──────── Entries shown

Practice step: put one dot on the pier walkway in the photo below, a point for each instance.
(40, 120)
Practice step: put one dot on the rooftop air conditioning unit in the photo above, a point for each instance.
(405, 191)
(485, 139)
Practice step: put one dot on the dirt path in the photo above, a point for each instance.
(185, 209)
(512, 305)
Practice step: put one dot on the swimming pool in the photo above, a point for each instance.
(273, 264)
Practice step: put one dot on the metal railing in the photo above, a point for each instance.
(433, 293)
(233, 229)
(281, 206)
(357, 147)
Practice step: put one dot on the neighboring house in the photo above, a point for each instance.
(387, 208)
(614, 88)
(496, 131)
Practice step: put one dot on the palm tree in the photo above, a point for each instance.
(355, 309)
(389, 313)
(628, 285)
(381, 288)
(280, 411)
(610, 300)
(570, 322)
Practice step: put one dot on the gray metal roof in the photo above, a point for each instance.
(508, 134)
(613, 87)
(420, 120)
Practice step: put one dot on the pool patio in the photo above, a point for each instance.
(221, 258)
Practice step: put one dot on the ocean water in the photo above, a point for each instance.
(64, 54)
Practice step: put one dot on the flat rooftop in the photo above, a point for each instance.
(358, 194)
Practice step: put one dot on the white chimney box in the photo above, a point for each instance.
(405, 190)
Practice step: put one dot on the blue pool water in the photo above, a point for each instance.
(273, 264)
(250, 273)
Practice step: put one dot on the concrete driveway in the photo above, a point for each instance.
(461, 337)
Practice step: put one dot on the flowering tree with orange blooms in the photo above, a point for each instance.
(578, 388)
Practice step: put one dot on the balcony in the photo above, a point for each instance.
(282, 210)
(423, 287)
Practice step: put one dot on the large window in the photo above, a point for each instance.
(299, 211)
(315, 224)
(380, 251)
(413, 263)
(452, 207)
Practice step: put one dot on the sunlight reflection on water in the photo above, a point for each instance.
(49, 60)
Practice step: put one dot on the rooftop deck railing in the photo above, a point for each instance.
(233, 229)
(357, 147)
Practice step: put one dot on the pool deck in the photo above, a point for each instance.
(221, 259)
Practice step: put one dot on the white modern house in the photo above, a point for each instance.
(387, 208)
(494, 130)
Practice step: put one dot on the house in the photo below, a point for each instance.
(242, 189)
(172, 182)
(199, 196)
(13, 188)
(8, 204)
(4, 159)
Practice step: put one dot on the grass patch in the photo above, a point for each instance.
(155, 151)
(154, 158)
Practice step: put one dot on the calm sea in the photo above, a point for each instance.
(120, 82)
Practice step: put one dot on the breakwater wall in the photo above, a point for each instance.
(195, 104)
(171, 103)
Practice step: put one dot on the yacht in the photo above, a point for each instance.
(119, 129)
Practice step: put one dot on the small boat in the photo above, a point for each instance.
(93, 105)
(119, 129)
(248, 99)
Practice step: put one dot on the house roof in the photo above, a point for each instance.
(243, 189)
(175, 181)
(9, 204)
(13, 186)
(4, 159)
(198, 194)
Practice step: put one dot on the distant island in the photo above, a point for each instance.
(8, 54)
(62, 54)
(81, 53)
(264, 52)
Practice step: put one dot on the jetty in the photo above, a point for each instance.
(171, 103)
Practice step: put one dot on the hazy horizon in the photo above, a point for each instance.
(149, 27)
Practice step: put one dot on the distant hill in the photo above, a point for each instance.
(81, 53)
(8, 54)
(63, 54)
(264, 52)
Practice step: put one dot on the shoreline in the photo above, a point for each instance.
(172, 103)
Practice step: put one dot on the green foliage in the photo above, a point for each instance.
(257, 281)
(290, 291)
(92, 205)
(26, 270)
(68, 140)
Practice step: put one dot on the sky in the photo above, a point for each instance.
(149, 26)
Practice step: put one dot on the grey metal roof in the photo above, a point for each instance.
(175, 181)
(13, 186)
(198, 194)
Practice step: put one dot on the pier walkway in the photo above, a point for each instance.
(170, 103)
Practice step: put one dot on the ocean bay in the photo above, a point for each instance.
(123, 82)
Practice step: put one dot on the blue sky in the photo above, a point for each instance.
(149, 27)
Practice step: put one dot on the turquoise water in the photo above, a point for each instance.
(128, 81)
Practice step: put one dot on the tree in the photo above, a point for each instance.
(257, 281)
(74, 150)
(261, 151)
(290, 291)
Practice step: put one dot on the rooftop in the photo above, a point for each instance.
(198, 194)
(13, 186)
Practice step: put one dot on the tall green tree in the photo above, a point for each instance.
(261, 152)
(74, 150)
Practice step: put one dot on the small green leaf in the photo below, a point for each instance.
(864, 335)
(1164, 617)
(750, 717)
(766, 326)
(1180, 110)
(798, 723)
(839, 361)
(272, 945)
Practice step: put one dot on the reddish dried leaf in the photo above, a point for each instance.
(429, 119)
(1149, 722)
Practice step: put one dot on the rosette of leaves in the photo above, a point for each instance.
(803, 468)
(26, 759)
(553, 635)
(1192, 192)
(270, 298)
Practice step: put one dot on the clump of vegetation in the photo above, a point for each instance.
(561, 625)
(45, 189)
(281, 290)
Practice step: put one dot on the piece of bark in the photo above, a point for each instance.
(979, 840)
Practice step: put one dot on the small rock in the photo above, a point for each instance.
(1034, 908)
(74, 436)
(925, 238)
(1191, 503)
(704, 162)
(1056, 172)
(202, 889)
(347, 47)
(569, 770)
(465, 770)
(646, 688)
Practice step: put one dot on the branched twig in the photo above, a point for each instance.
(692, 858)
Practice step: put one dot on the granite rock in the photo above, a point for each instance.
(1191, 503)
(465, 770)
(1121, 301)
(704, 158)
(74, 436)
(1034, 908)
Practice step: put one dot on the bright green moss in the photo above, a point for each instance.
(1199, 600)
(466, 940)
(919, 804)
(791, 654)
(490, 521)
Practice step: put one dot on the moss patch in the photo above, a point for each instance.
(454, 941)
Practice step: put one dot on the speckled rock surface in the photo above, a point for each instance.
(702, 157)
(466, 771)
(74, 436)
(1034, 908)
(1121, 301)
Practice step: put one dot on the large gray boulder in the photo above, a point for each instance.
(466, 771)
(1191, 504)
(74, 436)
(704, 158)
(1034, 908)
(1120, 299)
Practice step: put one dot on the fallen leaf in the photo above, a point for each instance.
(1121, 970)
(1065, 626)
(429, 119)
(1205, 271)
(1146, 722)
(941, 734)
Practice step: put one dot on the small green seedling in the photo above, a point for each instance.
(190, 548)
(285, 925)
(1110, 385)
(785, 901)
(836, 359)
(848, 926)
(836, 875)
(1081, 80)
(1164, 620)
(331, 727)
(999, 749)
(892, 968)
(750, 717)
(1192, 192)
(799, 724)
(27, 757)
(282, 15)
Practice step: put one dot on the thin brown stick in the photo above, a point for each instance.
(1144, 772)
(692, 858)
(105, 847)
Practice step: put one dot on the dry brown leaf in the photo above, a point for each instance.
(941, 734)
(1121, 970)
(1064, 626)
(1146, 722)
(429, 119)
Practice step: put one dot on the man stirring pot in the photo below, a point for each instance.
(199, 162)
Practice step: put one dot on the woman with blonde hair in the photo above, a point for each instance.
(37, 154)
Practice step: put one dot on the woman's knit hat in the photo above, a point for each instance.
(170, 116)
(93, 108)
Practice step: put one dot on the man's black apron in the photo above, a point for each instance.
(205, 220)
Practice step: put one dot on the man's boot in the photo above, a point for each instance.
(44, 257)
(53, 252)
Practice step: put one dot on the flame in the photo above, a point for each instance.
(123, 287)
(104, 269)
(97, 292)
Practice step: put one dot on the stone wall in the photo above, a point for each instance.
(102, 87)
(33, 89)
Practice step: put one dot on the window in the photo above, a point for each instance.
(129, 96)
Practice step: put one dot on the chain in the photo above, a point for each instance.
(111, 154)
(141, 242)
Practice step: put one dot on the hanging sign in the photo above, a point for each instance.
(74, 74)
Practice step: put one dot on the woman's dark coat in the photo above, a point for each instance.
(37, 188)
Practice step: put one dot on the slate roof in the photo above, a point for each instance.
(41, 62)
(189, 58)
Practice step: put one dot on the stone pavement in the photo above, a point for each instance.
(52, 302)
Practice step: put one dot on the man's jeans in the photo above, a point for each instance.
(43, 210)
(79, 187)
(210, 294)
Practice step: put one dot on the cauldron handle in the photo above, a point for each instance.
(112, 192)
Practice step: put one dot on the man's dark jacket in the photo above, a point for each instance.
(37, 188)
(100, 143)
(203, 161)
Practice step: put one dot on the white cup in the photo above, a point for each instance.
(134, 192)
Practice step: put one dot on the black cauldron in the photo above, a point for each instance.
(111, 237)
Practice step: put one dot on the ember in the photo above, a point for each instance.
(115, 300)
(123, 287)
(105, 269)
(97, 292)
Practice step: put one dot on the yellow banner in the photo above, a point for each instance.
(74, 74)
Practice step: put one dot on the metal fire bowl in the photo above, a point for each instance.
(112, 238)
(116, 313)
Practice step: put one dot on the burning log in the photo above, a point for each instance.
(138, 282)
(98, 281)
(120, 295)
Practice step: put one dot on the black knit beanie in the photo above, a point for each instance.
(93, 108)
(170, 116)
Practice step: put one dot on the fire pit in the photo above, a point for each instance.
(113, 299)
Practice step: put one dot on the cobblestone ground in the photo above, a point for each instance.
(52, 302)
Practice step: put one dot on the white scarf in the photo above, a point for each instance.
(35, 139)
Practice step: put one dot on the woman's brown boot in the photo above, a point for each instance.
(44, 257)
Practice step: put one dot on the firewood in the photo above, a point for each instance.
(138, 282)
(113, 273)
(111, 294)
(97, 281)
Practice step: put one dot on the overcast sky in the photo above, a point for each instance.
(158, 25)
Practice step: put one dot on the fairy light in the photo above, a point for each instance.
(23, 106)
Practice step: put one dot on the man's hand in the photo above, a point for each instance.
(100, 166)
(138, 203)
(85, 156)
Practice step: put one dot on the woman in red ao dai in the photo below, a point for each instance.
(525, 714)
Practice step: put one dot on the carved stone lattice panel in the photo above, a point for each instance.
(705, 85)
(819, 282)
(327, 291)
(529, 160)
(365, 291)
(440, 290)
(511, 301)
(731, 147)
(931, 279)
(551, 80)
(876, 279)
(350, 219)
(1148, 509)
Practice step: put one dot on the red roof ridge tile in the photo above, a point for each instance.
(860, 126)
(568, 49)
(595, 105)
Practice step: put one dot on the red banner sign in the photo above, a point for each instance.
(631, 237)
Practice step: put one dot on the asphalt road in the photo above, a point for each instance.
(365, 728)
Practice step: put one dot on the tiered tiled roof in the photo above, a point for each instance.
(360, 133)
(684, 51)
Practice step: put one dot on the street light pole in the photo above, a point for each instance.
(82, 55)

────────────────

What the exercise asks:
Rescale the lines from the one containing "Practice step: put one dot on the red roof" up to and including the last line of the items, copying every line in full and multiplying each coordinate in the answers by 1.3, rounded to a whole number with halves rounded up. Keep all other text and numbers unchanged.

Written solution:
Practice step: put one dot on the red roof ridge tile in the photo above, a point for each instance.
(1118, 164)
(738, 64)
(774, 137)
Practice step: put one dot on the red banner sign in the photo above, a point for each instance.
(820, 308)
Practice step: put one dot on the asphalt road in the photo above, a point for each instance.
(475, 946)
Practice step: put one dot on the tiered tiled roof in the photo above, a point for each instance.
(468, 173)
(889, 66)
Practice step: put one dot on the street light pole in the photo above, a point for each instance.
(107, 72)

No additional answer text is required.